:: Exercise 1 ::
Answer these questions about the bike-station and accident text:
(a) Which station is nearest to the accident, and what is its station ID?
(b) In the day-of-week conversion, which number stands for "Sunday"?
(c) How close must the nearest bike station be to an accident for the accident to be mapped to it?

:: Source extract ::
▼

Let's see what the two nearest Santander bike stations are to this accident ...

query = "MATCH (b:Bike_station) WITH b, distance(point(b), point({{latitude:{0}, longitude:{1}}})) AS dist RETURN b.a_Id AS station_id, b.name AS station_name, dist ORDER BY dist LIMIT 2".format(example.Latitude, example.Longitude)
cypher = graph.cypher
result = cypher.execute(query)
result
   | station_id | station_name                    | dist             
---+------------+---------------------------------+-------------------
 1 |        746 | Lots Road, West Chelsea         | 99.27002411121134
 2 |        649 | World's End Place, West Chelsea |  227.456404989975

So first piece of insight appears to be not to cycle at "World's End"!

Before generating the graph of the accidents we need to convert many of the numerical classifications into their human readable form to make things easier to interpret

#Conversion for some of the accident variables to huamn readable form

roadClass = {1: "Motorway",
             2: "A(M)",
             3: "A",
             4: "B",
             5: "C",
             6: "Unclassified"}

dow = {1: "Sunday",
       2: "Monday",
       3: "Tuesday",
       4: "Wednesday",
       5: "Thursday",
       6: "Friday",
       7: "Saturday"}

lightConditions = {1: "Daylight",
                   4: "Darkness: lights lit",
                   5: "Darkness: lights unlit",
                   6: "Darkness: no lighting",
                   7: "Darkness: lighting unknown",
                   -1: "Data missing"}

weatherConditions = {1:"Fine no high winds",
                     2:"Raining no high winds",
                     3:"Snowing no high winds",
                     4:"Fine + high winds",
                     5:"Raining + high winds",
                     6:"Snowing + high winds",
                     7:"Fog or mist",
                     8:"Other",
                     9:"Unknown",
                     -1:"Data missing"}

roadConditions = {1: "Dry",
                  2: "Wet or damp",
                  3: "Snow",
                  4: "Frost or ice",
                  5: "Flood over 3cm deep",
                  6: "Oil or diesel",
                  7: "Mud",
                 -1: "Data missing"}

gender = {1: "Male",
          2: "Female",
          3: "Not known",
          -1: "Data missing"}

severity ={1: "Fatal",
           2: "Serious",
           3: "Slight"}

Now we are ready to generate accident nodes and map them to the two nearest bike stations N.B. we will not map if the nearest bike station isn't within 2km of an accident as Santander bike stations are concentrated in the centre rather than across the whole of what is labelled London

def genAccidentNodes(datum):
    """For a given row in the accidents dataframe construct the appropriate set of nodes and relationships"""

▲

Location identification items
▼

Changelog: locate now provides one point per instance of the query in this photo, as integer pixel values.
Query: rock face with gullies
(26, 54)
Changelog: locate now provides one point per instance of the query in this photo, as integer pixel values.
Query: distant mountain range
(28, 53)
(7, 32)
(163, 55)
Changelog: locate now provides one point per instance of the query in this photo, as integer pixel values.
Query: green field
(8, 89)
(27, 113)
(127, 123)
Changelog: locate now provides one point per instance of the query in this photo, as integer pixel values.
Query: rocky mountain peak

▲

:: Exercise 2 ::
Switch "integer pixel values" to "integer pixel coordinates" throughout the location identification entries, and leave everything else unchanged.

:: Task result 1 ::
(a) Lots Road, West Chelsea, with station ID 746.
(b) 1.
(c) Within 2km.

:: Task result 2 ::
Changelog: locate now provides one point per instance of the query in this photo, as integer pixel coordinates.
Query: rock face with gullies
(26, 54)
Changelog: locate now provides one point per instance of the query in this photo, as integer pixel coordinates.
Query: distant mountain range
(28, 53)
(7, 32)
(163, 55)
Changelog: locate now provides one point per instance of the query in this photo, as integer pixel coordinates.
Query: green field
(8, 89)
(27, 113)
(127, 123)
Changelog: locate now provides one point per instance of the query in this photo, as integer pixel coordinates.
Query: rocky mountain peak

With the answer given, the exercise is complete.